(Rows from a pointing dataset)
◆ ◆ ◆ ◆ ◆

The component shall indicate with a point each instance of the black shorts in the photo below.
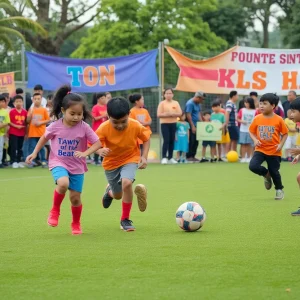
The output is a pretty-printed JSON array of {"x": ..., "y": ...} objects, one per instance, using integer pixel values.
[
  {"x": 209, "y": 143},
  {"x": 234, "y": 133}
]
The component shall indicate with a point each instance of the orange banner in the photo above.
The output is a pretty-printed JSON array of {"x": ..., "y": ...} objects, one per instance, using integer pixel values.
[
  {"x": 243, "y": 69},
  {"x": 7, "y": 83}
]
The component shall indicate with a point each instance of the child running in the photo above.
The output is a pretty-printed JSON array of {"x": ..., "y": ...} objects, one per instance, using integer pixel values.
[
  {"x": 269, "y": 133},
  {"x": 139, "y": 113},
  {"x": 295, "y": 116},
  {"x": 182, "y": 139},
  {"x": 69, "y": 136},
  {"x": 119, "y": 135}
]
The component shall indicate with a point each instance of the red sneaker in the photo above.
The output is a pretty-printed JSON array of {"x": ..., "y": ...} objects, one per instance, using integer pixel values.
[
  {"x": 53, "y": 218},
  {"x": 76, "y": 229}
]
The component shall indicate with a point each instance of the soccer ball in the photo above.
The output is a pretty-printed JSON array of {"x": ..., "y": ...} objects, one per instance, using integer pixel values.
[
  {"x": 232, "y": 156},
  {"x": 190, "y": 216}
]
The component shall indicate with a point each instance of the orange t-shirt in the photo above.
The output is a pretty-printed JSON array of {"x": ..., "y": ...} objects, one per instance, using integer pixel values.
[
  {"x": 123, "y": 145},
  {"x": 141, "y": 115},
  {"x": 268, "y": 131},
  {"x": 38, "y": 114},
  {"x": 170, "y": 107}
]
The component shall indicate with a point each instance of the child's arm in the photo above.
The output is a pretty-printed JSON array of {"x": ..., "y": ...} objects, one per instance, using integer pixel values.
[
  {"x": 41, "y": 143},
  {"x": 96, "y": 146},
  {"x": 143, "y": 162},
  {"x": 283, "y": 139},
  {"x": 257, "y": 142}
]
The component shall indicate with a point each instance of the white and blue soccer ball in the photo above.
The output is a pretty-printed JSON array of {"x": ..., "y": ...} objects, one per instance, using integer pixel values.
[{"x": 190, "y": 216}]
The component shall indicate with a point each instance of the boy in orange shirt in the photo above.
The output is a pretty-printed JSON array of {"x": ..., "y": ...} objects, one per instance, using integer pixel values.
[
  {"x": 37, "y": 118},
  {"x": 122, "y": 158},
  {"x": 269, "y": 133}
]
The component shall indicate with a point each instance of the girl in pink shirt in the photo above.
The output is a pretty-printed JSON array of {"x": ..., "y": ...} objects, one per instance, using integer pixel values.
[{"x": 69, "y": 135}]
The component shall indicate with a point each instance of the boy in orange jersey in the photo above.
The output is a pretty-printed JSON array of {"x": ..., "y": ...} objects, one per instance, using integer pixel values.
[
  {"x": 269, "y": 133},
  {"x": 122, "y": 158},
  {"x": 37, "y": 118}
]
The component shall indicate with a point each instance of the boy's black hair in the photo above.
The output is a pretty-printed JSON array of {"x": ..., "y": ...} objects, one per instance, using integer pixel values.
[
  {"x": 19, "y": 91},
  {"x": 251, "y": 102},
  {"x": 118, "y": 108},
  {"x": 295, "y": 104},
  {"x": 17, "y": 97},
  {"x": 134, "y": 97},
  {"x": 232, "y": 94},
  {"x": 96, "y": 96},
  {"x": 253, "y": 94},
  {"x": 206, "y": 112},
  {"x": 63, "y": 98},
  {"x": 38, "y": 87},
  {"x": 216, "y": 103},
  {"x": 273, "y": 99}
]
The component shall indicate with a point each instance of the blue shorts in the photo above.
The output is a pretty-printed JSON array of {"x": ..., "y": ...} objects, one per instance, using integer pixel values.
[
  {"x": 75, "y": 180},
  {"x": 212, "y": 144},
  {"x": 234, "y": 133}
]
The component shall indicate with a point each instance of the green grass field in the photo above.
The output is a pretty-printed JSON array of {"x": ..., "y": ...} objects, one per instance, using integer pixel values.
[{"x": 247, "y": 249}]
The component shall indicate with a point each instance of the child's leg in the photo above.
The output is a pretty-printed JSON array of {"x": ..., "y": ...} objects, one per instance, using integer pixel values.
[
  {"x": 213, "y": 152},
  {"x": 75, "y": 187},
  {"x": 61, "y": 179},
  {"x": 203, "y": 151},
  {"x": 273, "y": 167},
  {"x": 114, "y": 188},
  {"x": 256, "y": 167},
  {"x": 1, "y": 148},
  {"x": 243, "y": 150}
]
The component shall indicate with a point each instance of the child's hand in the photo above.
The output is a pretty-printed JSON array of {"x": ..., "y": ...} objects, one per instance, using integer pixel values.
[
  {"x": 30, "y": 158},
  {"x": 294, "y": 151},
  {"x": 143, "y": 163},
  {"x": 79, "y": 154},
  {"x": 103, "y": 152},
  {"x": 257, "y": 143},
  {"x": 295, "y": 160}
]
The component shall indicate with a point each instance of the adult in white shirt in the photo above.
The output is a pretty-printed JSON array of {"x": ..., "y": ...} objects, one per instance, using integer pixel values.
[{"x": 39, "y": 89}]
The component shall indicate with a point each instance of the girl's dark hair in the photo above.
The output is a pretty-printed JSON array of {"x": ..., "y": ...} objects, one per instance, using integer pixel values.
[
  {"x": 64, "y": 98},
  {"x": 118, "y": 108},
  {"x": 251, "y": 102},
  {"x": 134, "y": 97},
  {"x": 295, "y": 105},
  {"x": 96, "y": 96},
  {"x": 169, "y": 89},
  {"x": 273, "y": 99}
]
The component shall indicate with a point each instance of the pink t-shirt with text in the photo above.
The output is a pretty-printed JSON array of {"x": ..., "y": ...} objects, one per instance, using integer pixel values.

◆ ◆ ◆ ◆ ◆

→ **WORK REQUIRED**:
Your task is to reproduce all of the material exactly. The pictures stay out.

→ **REPLY**:
The component shall indicate with a point each instance of the black shorts in the photo below.
The output is a pretty-printed JSON array of {"x": ..., "y": ...} objects, one per instance, using integer pixel values.
[
  {"x": 209, "y": 143},
  {"x": 234, "y": 133}
]
The component shall indicate with a point each instance of the orange banner in the photo above.
The output is a pretty-printed JSON array of {"x": ..., "y": ...} objects, one per instance, using integer pixel values.
[
  {"x": 243, "y": 69},
  {"x": 7, "y": 83}
]
The component shall indicate with a point each instance of the child running in the photo above.
The output is a pretty-printed JSON array of {"x": ..., "y": ...} objects, one per instance, using integer pixel values.
[
  {"x": 269, "y": 133},
  {"x": 139, "y": 113},
  {"x": 295, "y": 116},
  {"x": 182, "y": 139},
  {"x": 69, "y": 136},
  {"x": 119, "y": 135}
]
The component shall indicate with a point each instance of the red sneaker in the photo above.
The output is a pretty-printed JSON array of {"x": ..., "y": ...} objects, one per instance, using integer pixel values.
[
  {"x": 53, "y": 218},
  {"x": 76, "y": 229}
]
The component shall indicate with a point each instance of the soccer ball in the photo above.
The output is a pretty-printed JSON array of {"x": ..., "y": ...} objects, one per instance, using integer pixel values.
[
  {"x": 232, "y": 156},
  {"x": 190, "y": 216}
]
The component shall indicate with a point each instance of the orange t-shirt in the photo above.
The output is a pretty-printed JSON array of {"x": ..., "y": ...} objects, one per instance, using integer pixel values.
[
  {"x": 123, "y": 145},
  {"x": 141, "y": 115},
  {"x": 268, "y": 131},
  {"x": 38, "y": 114},
  {"x": 170, "y": 107}
]
The component shall indicate with a point each instance of the child's arm in the photo above.
The output is a pretty-printed JSON array of {"x": ..., "y": ...} objects, one per instance, using integer pixel values.
[
  {"x": 41, "y": 143},
  {"x": 96, "y": 146},
  {"x": 143, "y": 162},
  {"x": 283, "y": 139},
  {"x": 257, "y": 142}
]
The component shall indicate with a point each instance of the white and blue soccer ball in the photo above.
The output is a pretty-printed JSON array of {"x": ..., "y": ...} objects, one per instance, using integer pixel values.
[{"x": 190, "y": 216}]
The component shall indicate with a point each instance of the boy in orange shirt in the photo above.
The output is a pretty-printed JSON array of {"x": ..., "y": ...} objects, one per instance, using integer pixel values.
[
  {"x": 37, "y": 118},
  {"x": 122, "y": 158},
  {"x": 269, "y": 133}
]
The component shall indicate with a point each instance of the girl in pink shirt in the photo above.
The output is a pretty-printed JSON array of {"x": ..., "y": ...} objects, one per instance, using integer pixel values.
[{"x": 69, "y": 135}]
The component shall indicate with a point each instance of the boy in orange jersey in the photo above.
The output is a pretty-printed JSON array of {"x": ..., "y": ...} objects, one per instance, using integer pixel values.
[
  {"x": 269, "y": 133},
  {"x": 122, "y": 158},
  {"x": 37, "y": 118}
]
The component shall indicate with a point each instance of the boy's black hair in the photo above.
The output is a pretty-printed JSON array of {"x": ..., "y": ...} objects, one per instance, using integer pixel values.
[
  {"x": 19, "y": 91},
  {"x": 251, "y": 102},
  {"x": 118, "y": 108},
  {"x": 295, "y": 104},
  {"x": 17, "y": 97},
  {"x": 134, "y": 97},
  {"x": 232, "y": 94},
  {"x": 96, "y": 96},
  {"x": 253, "y": 94},
  {"x": 206, "y": 112},
  {"x": 63, "y": 98},
  {"x": 38, "y": 87},
  {"x": 216, "y": 103},
  {"x": 273, "y": 99}
]
The component shall indicate with a point each instance of the blue shorts in the photo above.
The output is a pretty-printed JSON array of {"x": ..., "y": ...} objects, one per instance, using integer pixel values.
[
  {"x": 75, "y": 180},
  {"x": 212, "y": 144},
  {"x": 234, "y": 133}
]
The component shall indicate with a point each instance of the green grass field in the photo above.
The output is a pretty-printed JSON array of {"x": ..., "y": ...} objects, one per instance, using integer pixel values.
[{"x": 247, "y": 249}]
The component shall indicate with a point each instance of the child's leg in the photo above.
The output is a pretty-printed JSON array of {"x": ..., "y": ...} objects, one per instance, using integer pixel values.
[
  {"x": 213, "y": 152},
  {"x": 75, "y": 187},
  {"x": 61, "y": 179},
  {"x": 203, "y": 151},
  {"x": 273, "y": 167},
  {"x": 114, "y": 188},
  {"x": 256, "y": 167},
  {"x": 1, "y": 148},
  {"x": 243, "y": 150}
]
The component shall indicate with a point each instance of the child's hand in the photo above.
The output is a pretty-printed JSON array of {"x": ..., "y": ...} objects, one per instance, using integer pixel values.
[
  {"x": 30, "y": 158},
  {"x": 294, "y": 151},
  {"x": 143, "y": 163},
  {"x": 79, "y": 154},
  {"x": 103, "y": 152},
  {"x": 257, "y": 143},
  {"x": 295, "y": 160}
]
The component shall indicate with a point each instance of the adult in white shirt in the photo above.
The output is a pretty-printed JSON array of {"x": ..., "y": ...} objects, one per instance, using integer pixel values.
[{"x": 39, "y": 89}]
The component shall indicate with a point each instance of the girl's dark hair in the photo above.
The output is a pretty-printed JSON array of {"x": ..., "y": ...} objects, one per instance, using integer pixel values.
[
  {"x": 64, "y": 98},
  {"x": 118, "y": 108},
  {"x": 251, "y": 102},
  {"x": 134, "y": 97},
  {"x": 295, "y": 105},
  {"x": 96, "y": 96},
  {"x": 169, "y": 89},
  {"x": 273, "y": 99}
]
The component shall indicate with a point each instance of the pink t-shirt with text in the photo above.
The output is a pretty-printed JSON array of {"x": ..., "y": ...} objects, one per instance, using integer pixel values.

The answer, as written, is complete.